Direction:
Copy the data listing below word for word, leaving out the pictures.

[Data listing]
════════════════
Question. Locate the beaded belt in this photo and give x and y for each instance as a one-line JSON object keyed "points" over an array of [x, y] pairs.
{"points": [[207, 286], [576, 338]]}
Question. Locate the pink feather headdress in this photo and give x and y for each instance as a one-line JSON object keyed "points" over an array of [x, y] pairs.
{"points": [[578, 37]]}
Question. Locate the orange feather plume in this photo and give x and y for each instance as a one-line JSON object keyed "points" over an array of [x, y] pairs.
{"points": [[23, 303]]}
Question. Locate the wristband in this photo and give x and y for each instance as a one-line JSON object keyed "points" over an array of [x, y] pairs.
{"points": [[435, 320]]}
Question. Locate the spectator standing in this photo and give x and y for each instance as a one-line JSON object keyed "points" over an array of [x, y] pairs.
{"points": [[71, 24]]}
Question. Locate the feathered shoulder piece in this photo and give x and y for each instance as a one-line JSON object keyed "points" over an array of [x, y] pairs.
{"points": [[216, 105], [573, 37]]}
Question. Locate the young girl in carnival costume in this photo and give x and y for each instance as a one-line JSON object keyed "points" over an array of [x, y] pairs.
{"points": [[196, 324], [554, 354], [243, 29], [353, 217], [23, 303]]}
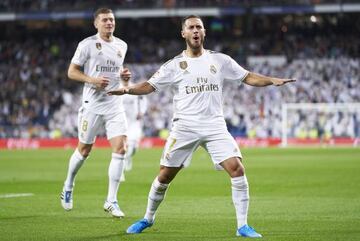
════════════════
Output of the task:
Question. Locate the beaded belt in this photo and give x and y for each instance as a one-line JSON object keyed "points" over an array of [x, y] pairs.
{"points": [[207, 286], [576, 338]]}
Question. Locate the pink feather headdress in this photo and give x and y for each instance as a one-line JSON object keyed "points" over an array of [x, y] pairs.
{"points": [[578, 37]]}
Question. Locate the orange feather plume in this photo and give x and y for each instance as a one-line JSON object keyed "points" over an array of [x, y] pairs.
{"points": [[23, 303]]}
Question. Locate the wristband in this photo and give x and y for each instance as a one-line JSON object keyed "points" over an array of [x, y] pairs.
{"points": [[435, 320]]}
Question. Locate the spectator standing in this photo and give x and y for each instance as a one-line JSON object keyed "points" over an array of [x, y] pairs.
{"points": [[71, 24]]}
Question. Locate the feathered shoulder piece in this photo and give x and y for each instance as a one-line JSON object keyed "points" over an array of [x, y] pairs.
{"points": [[216, 105], [573, 37]]}
Question. Locate the young girl in carnival costume in this photo and give x and y for each instance as a one-line JSON object keyed "points" over an array of [x, y] pairs.
{"points": [[196, 324], [554, 354], [243, 29], [353, 217], [23, 303]]}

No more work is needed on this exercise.